=== EXERCISE OBJECTIVE ===
Line by line, set down the records below from the first line through the line containing "Where can you see the bed?". Omit the pictures.

=== MATERIAL FOR THIS EXERCISE ===
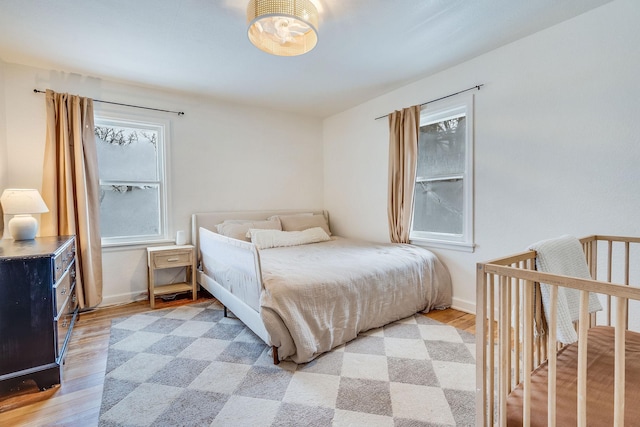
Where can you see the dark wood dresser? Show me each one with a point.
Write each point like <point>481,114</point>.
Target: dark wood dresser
<point>38,308</point>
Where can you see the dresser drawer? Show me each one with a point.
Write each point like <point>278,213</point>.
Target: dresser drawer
<point>64,259</point>
<point>64,321</point>
<point>175,258</point>
<point>62,290</point>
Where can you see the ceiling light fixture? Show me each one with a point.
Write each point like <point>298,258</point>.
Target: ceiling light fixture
<point>283,27</point>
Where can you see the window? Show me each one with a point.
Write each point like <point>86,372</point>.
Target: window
<point>133,187</point>
<point>443,198</point>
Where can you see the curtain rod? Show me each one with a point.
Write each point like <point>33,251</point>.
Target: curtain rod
<point>180,113</point>
<point>442,97</point>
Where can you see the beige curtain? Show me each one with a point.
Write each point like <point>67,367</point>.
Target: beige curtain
<point>404,127</point>
<point>70,188</point>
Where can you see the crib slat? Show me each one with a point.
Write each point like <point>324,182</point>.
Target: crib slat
<point>492,335</point>
<point>551,383</point>
<point>516,332</point>
<point>582,358</point>
<point>619,371</point>
<point>609,272</point>
<point>482,344</point>
<point>626,280</point>
<point>505,349</point>
<point>528,352</point>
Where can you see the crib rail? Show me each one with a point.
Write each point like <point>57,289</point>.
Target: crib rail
<point>512,338</point>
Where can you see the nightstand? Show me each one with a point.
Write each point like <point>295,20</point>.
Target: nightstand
<point>159,257</point>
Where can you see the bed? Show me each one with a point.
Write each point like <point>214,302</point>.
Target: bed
<point>306,299</point>
<point>528,372</point>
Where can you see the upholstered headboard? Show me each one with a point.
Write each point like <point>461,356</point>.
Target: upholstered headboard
<point>209,220</point>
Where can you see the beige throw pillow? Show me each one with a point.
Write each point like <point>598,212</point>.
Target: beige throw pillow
<point>265,239</point>
<point>303,222</point>
<point>238,230</point>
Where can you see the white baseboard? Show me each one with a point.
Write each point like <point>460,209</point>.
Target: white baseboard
<point>464,305</point>
<point>125,298</point>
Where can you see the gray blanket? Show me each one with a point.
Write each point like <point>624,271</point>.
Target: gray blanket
<point>321,295</point>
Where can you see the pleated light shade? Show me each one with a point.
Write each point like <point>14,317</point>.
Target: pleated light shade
<point>283,27</point>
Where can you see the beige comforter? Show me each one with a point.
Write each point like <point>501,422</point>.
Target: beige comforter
<point>321,295</point>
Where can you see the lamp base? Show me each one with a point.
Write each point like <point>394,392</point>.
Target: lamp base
<point>23,227</point>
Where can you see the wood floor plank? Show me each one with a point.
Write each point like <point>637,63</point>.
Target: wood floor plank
<point>76,401</point>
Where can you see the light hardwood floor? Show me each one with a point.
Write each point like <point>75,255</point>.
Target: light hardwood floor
<point>76,402</point>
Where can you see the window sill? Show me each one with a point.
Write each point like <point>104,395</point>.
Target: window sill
<point>443,244</point>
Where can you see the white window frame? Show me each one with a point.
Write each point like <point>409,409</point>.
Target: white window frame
<point>434,113</point>
<point>125,117</point>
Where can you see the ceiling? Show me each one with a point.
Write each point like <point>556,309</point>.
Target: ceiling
<point>365,49</point>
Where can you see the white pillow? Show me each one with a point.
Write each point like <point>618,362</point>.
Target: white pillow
<point>303,222</point>
<point>264,239</point>
<point>238,229</point>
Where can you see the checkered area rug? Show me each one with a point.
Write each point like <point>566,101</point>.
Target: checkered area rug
<point>190,366</point>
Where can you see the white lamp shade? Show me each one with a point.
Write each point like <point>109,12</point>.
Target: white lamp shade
<point>21,203</point>
<point>17,201</point>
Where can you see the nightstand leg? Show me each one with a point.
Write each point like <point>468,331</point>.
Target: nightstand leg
<point>152,298</point>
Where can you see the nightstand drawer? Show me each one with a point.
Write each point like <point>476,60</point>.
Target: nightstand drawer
<point>175,258</point>
<point>62,291</point>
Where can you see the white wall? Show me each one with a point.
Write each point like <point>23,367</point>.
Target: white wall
<point>557,142</point>
<point>222,156</point>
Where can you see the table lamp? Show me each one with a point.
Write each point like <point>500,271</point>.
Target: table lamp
<point>22,203</point>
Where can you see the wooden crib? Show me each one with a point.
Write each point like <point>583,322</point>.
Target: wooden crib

=== OUTPUT OF THE EXERCISE ===
Where can you see the dark wood dresser? Show me each one with a point.
Write each point like <point>481,114</point>.
Target: dark wood dresser
<point>38,308</point>
Where can you see the dresser drawer? Show me each one with a point.
Write each point like <point>278,213</point>.
Target: dresser drawer
<point>64,259</point>
<point>64,321</point>
<point>175,258</point>
<point>62,290</point>
Where can you see the ceiling light fixture? Show me each one with a point.
Write each point like <point>298,258</point>.
Target: ceiling light fixture
<point>283,27</point>
Where can you see the window? Show me each one with a point.
Write each point like <point>86,372</point>.
Target: window
<point>133,187</point>
<point>443,198</point>
Where can you see the curtain rod? Show me each one with a point.
Write each point like <point>33,251</point>.
Target: curtain rod
<point>180,113</point>
<point>442,97</point>
Where can you see the beige curtain? Show me each one with a point.
Write each point like <point>67,367</point>.
Target: beige curtain
<point>404,127</point>
<point>70,188</point>
Where can you see the crib slat? Show me each one with a point.
Write each point like <point>324,182</point>.
Target: crib slat
<point>492,335</point>
<point>551,383</point>
<point>516,332</point>
<point>582,358</point>
<point>619,371</point>
<point>609,272</point>
<point>482,344</point>
<point>626,280</point>
<point>505,349</point>
<point>528,352</point>
Where can you see the crib rail? Show me each one with a point.
Write each point like <point>57,289</point>.
Target: crib rail
<point>512,338</point>
Where can you see the nightstand? Show me each one with a point.
Write each point like <point>295,20</point>.
Target: nightstand
<point>159,257</point>
Where can you see the bed? Show me each one with a point.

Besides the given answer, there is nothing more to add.